* START Provided records *

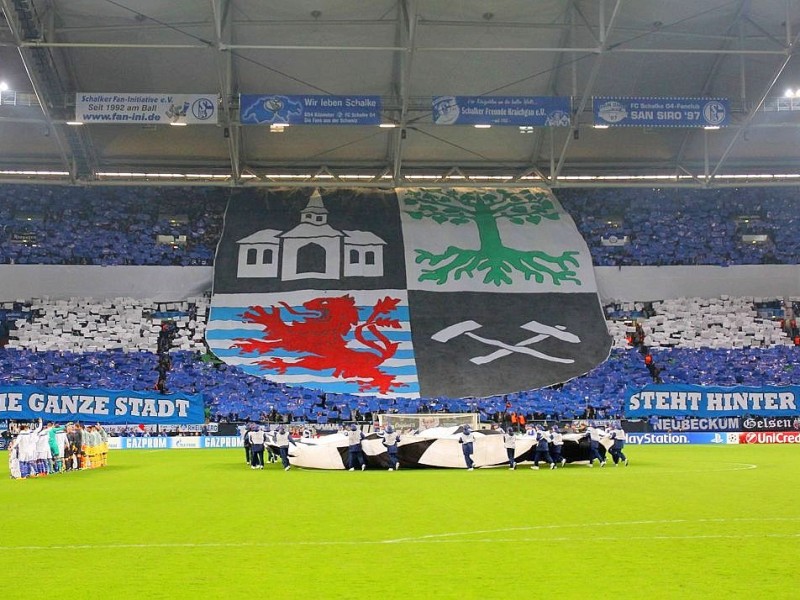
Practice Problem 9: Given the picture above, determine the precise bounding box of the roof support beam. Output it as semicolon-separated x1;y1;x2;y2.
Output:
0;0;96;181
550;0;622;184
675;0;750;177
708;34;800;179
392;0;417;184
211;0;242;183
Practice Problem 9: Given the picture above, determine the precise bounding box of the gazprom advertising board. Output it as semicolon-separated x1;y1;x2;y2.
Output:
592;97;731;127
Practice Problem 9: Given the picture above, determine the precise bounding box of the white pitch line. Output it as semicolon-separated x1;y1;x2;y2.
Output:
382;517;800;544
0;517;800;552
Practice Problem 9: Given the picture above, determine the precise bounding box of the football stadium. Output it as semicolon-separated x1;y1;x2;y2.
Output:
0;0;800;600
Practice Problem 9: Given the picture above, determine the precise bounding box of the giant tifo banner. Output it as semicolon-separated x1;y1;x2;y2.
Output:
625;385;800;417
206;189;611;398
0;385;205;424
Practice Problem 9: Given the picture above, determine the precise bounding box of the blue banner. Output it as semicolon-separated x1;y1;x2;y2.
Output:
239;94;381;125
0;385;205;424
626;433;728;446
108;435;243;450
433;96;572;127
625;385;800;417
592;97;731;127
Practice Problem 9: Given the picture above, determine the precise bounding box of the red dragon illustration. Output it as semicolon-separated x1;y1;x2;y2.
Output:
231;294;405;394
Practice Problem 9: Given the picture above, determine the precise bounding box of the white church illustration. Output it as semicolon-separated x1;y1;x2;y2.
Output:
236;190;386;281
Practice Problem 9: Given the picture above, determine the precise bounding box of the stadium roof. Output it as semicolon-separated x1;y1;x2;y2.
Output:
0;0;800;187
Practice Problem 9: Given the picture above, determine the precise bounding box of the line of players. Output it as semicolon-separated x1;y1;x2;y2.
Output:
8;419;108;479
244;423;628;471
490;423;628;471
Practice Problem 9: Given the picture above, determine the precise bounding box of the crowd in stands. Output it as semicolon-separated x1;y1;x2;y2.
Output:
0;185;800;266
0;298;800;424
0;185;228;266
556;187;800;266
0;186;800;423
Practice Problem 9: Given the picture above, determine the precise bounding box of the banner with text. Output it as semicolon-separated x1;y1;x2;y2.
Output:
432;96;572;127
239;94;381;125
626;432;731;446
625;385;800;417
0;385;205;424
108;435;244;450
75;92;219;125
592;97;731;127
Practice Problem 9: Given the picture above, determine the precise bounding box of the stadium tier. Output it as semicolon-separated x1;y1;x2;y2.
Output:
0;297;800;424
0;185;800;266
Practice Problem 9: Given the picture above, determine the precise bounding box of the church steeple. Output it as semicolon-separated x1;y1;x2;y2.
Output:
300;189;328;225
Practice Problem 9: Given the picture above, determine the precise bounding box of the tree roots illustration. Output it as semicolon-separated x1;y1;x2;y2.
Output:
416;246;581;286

* END Provided records *

Lay out every line above as a JSON list of strings, one string per line, omitting blank lines and leaving out the picture.

### Complete output
[
  "Practice Problem 9: Given the picture above, determine the precise bounding box of the roof support beam. Output it as semicolon-separated x1;y1;x2;y2.",
  "Output:",
  "0;0;96;181",
  "550;0;622;184",
  "675;0;750;177",
  "708;34;800;179",
  "392;0;417;184",
  "211;0;242;183",
  "Practice Problem 9: Given the picture above, determine the precise bounding box of the gazprom advertising board. Output it as semicolon-separated x1;y1;x2;y2.",
  "Output:",
  "592;97;731;127",
  "Practice Problem 9: Given the picture above, determine the precise bounding box of the white pitch line. Output it as semicolon-separated x1;y1;x2;y2.",
  "Output:",
  "382;517;800;544",
  "0;517;800;552",
  "Practice Problem 9: Given the picture above, determine the precise bounding box of the football stadium. Output it as semicolon-separated x1;y1;x2;y2.",
  "Output:",
  "0;0;800;600",
  "Practice Problem 9: Given the picture above, determine the precise bounding box of the giant tifo banner. Output it as semicolon-separated x1;y1;x2;y2.",
  "Output:",
  "625;385;800;417",
  "206;189;611;398",
  "0;385;205;424",
  "Practice Problem 9: Given the picture above, determine the precise bounding box of the blue banner. Output it as semicolon-separated x1;y1;x2;y2.",
  "Output:",
  "239;94;381;125",
  "0;385;205;424",
  "626;433;728;446",
  "108;435;243;450",
  "433;96;572;127",
  "625;385;800;417",
  "592;97;731;127",
  "Practice Problem 9: Given the picture above, determine the precise bounding box of the red dragon illustration. Output it as semicolon-separated x1;y1;x2;y2.",
  "Output:",
  "231;294;405;394",
  "Practice Problem 9: Given the picture above, determine the precise bounding box of the white church illustration. Output it as semicolon-separated x1;y1;x2;y2.",
  "Output:",
  "236;190;386;281",
  "Practice Problem 9: Given the picture above, determine the precise bounding box of the stadium roof. Output it as semicolon-separated x1;y1;x2;y2.",
  "Output:",
  "0;0;800;187",
  "Practice Problem 9: Given the picture above, determine the precise bounding box of the line of players. Output it as semicolon-separated x1;y1;x2;y2.",
  "Output:",
  "8;419;108;479",
  "244;423;628;471",
  "490;423;628;471",
  "Practice Problem 9: Given the picture above, determine the precise bounding box of the crowd in stands. Output it as semicolon-separated x1;y1;x2;y2.",
  "Output:",
  "0;185;800;266",
  "0;298;800;424",
  "0;185;228;266",
  "556;187;800;266",
  "0;186;800;423",
  "Practice Problem 9: Given the picture above, determine the precise bounding box of the banner with text. Output it as semicolon-separated x1;y1;x2;y2.",
  "Output:",
  "432;96;572;127",
  "239;94;381;125",
  "626;432;731;446",
  "625;385;800;417",
  "0;385;205;424",
  "108;435;244;450",
  "75;92;219;125",
  "592;97;731;127",
  "Practice Problem 9: Given the picture above, determine the precise bounding box of the stadium tier. Output it as semicolon-separated x1;y1;x2;y2.",
  "Output:",
  "0;297;800;424",
  "0;185;800;266",
  "Practice Problem 9: Given the picture above, determine the precise bounding box of the church steeple. Output it as semicolon-separated x1;y1;x2;y2.",
  "Output:",
  "300;189;328;225",
  "Practice Problem 9: Given the picture above, determine the precise bounding box of the tree roots illustration. Output it as semicolon-separated x1;y1;x2;y2.",
  "Output:",
  "416;246;581;286"
]